◆ WHAT TO WORK ON
Rescale the entries below, starting with the line containing "Q: For each instance of the scale" and going on through the last line of the entries, both ends included. Give those lines again with the requests unchanged, and multiply every x and y coordinate in the answers by 0.55, rounding to whole numbers with halves rounded up.

>> Start RECORDS SHOWN

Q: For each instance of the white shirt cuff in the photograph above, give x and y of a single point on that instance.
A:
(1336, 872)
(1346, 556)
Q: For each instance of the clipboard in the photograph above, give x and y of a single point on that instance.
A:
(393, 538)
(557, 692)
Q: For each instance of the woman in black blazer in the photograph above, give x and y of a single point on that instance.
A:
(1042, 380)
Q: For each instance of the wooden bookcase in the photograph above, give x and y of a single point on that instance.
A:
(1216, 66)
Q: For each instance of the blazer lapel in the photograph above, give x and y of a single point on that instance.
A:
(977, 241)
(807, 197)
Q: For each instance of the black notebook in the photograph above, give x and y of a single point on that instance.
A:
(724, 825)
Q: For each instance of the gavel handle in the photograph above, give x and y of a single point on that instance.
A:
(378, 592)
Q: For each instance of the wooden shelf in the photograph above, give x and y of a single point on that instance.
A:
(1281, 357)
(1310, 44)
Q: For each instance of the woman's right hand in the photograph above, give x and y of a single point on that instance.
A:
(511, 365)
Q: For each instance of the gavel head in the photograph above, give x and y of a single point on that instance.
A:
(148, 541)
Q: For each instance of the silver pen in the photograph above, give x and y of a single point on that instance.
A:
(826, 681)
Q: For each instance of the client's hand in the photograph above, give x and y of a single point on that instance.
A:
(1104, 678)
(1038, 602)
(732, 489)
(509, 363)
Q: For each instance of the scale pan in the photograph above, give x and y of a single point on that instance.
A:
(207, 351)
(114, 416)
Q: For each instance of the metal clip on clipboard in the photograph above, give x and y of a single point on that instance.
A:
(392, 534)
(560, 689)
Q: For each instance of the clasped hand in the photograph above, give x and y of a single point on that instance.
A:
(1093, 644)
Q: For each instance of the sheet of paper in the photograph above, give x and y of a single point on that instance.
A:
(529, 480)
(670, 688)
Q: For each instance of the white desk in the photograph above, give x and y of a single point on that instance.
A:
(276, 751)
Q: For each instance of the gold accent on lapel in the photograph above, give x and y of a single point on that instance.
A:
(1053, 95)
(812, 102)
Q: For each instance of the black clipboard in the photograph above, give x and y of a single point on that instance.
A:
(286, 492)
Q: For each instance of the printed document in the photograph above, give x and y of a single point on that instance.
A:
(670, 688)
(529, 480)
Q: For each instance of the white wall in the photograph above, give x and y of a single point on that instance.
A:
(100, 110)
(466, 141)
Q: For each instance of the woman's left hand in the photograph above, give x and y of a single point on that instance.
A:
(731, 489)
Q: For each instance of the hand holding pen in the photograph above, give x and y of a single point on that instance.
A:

>> End RECORDS SHOWN

◆ WRITTEN SOLUTION
Q: For each instance of the scale pan in the photograph above, give x and y of a single point on that instance.
A:
(114, 193)
(63, 229)
Q: For each instance of the metal clip on clipboard in the photograph above, give x and y of a single point on that instance.
A:
(216, 294)
(308, 379)
Q: For each instance of the clasped hand in the photograph above, give x and y of a single point on that instance.
A:
(601, 354)
Q: For each instance of the sheet of paper in the photograph above, give x and y of a single point on that instance.
A:
(291, 264)
(369, 378)
Q: For each instance of the white desk in the photograph above, give x and y of a single point on that instance.
A:
(152, 413)
Q: For each instance of the gold accent on lapel in the photograph above, give x and y of a single point on that instance.
A:
(579, 52)
(447, 56)
Q: For each instance of the black clipboard in the photograph above, give x and y of a single point on that instance.
A:
(157, 271)
Q: For each instance of the printed document in the photograph above, give x and y of a single point on that instance.
A:
(369, 378)
(291, 264)
Q: For each instance of the white wall in the photograph above, give x and y of a single point on that instance.
A:
(55, 61)
(256, 78)
Q: For each instance of the woman's left hand in the photograph above, give x and y of a single point on that instance.
A:
(402, 269)
Q: For each instance of the hand holding pen in the photograph above, give x and y of a single point on that instance.
A:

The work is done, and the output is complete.